OBIETTIVO: Riscrivi tutti i dati come CSV a due colonne, "testo" e "risposta", con una riga per ogni testo e la sua risposta. Racchiudi ogni campo tra virgolette e trasforma gli a capo in spazi.

RIGHE:
________

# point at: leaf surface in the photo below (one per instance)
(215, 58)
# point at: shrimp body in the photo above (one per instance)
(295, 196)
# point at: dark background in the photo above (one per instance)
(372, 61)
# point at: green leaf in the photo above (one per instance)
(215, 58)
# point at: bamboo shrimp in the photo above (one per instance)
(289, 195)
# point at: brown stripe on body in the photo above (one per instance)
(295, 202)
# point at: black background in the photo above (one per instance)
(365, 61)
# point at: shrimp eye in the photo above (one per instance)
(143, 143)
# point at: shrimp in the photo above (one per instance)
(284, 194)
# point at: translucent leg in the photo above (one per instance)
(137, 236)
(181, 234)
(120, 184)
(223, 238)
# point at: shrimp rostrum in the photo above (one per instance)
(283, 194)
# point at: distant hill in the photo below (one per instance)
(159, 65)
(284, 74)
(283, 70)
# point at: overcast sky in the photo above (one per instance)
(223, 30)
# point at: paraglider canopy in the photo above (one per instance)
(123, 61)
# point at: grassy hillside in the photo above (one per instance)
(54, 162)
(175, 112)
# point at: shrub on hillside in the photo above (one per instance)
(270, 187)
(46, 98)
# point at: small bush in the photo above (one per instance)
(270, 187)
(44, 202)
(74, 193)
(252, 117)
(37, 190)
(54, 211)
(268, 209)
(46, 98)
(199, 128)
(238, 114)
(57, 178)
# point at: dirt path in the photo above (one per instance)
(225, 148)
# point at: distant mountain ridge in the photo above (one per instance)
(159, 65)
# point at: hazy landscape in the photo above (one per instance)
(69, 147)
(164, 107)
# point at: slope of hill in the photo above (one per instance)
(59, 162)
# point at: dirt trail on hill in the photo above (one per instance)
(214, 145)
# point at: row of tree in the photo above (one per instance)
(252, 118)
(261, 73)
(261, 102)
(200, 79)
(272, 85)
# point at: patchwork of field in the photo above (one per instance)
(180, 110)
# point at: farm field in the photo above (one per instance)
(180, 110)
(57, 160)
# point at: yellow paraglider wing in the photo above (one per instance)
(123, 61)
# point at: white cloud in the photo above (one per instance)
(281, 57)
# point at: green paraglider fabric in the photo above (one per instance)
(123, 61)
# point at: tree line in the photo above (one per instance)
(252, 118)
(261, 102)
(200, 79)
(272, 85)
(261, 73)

________

RISULTATO:
testo,risposta
"# point at: leaf surface in the photo below (one per instance)","(215, 58)"
"# point at: shrimp body in the photo above (one per instance)","(295, 196)"
"# point at: dark background in the photo above (one per instance)","(372, 61)"
"# point at: green leaf in the photo above (one per instance)","(215, 58)"
"# point at: bamboo shrimp in the photo above (one per instance)","(289, 195)"
"# point at: brown stripe on body in the photo above (one per instance)","(295, 202)"
"# point at: black background in the photo above (one per instance)","(365, 61)"
"# point at: shrimp eye in the photo above (one per instance)","(143, 143)"
"# point at: shrimp in the photo above (one per instance)","(284, 194)"
"# point at: translucent leg in the photo above (one per instance)","(137, 236) (181, 234) (120, 184) (223, 238)"
"# point at: shrimp rostrum in the photo above (one per instance)","(283, 194)"
"# point at: distant hill in the photo below (one per instance)","(159, 65) (284, 74) (283, 70)"
"# point at: overcast sky in the photo above (one per instance)","(223, 30)"
"# point at: paraglider canopy in the photo above (one per instance)","(123, 61)"
"# point at: grassy hillside in the photo above (one per instance)","(54, 162) (175, 112)"
"# point at: shrub on hillside in the photo above (one per instance)","(270, 187) (46, 98)"
"# point at: small bush in the photo above (one per instance)","(270, 187) (44, 202) (74, 193) (252, 117) (37, 190) (54, 211) (268, 209) (46, 98) (199, 128) (238, 114) (57, 178)"
"# point at: dirt path in the photo above (one per instance)","(225, 148)"
"# point at: distant mountain ridge in the photo above (one per instance)","(159, 65)"
"# point at: hazy landscape in the photo above (one per instance)","(69, 147) (164, 107)"
"# point at: slope of hill in the photo above (one per instance)","(59, 162)"
"# point at: dirt trail on hill in the photo above (one per instance)","(214, 145)"
"# point at: row of tree in the photo above (one per instance)","(252, 118) (261, 73) (261, 102) (200, 79) (272, 85)"
"# point at: patchwork of field in the photo above (one per instance)","(180, 110)"
"# point at: farm field in the photo above (one per instance)","(180, 110) (57, 160)"
"# point at: yellow paraglider wing in the photo above (one per instance)","(123, 61)"
"# point at: white cloud in the photo above (one per instance)","(281, 57)"
"# point at: green paraglider fabric in the photo above (one per instance)","(123, 61)"
"# point at: tree line in the photo above (one per instance)","(252, 118) (261, 102) (200, 79) (272, 85) (261, 73)"